== Text to read ==

I myself started with a used Sonor set.


----------



## bostjan (Mar 2, 2018)

Sickboy said:


> thank you I will get back to you soon to ask what about first real drums set


IMO, at the low end of the price spectrum, you're mainly paying for fixtures. A bad cheap set will have shoddy fixtures for everything, but a good cheap set will have good hardware. I think you really can't go wrong with any long-lived major brands there - Pearl, Tama, even SP. But I'd stay away from anything ultra-budget, like First Act or anything with an unrecognizable name. I've always loved DW hardware - really great stuff, but it's quite expensive compared to the cheap stuff. But, to start out, you probably want a shell pack, a kick pedal, a drum throne, a snare stand, a hihat stand, and then either two boom stands or a boom stand and a straight cymbal stand. Then, probably a pair of decent hihats, a crash, and a ride. I really hate crash/rides, because what you get is really neither a crash nor a ride, it's too heavy to be a crash with too long a decay and it's too low pitched and wobbly to make a good ride. I'd try to spend a little more on the hihats and the kick pedal and hihat stand, if you can, since those are things you'll be using a lot.

My first set was a Pearl 5 piece Export. They are a little more mid-priced by today's standards, but, at the time, it was pretty close to the cheapest you could get. I got my son an Sound Percussion 4-piece set when he was little, and it's held up for more than ten years, even though the set was only like $150 with cymbals, hardware, and even sticks included. The cymbals are all broken now, and most of the hardware is toast, though. You can always replace stuff as you get more experienced.

===
== Data segment ==

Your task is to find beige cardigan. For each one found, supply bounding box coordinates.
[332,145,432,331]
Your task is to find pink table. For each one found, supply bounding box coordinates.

===

**Required tasks**.
A – Copy the part of the forum post on first drum sets that starts with "My first set" and goes on through "get more experienced.".
B – Decide whether each statement agrees with the post by bostjan in the forum thread on first drum sets. Answer yes or no for each, and quote the words that decide it. (i) The writer likes crash/ride cymbals. (ii) The writer's first set was a Pearl 5 piece Export. (iii) The cymbals on the Sound Percussion set bought for the writer's son are still intact.

**The replies**.
A –
My first set was a Pearl 5 piece Export. They are a little more mid-priced by today's standards, but, at the time, it was pretty close to the cheapest you could get. I got my son an Sound Percussion 4-piece set when he was little, and it's held up for more than ten years, even though the set was only like $150 with cymbals, hardware, and even sticks included. The cymbals are all broken now, and most of the hardware is toast, though. You can always replace stuff as you get more experienced.

B –
(i) No: "I really hate crash/rides, because what you get is really neither a crash nor a ride"
(ii) Yes: "My first set was a Pearl 5 piece Export."
(iii) No: "The cymbals are all broken now"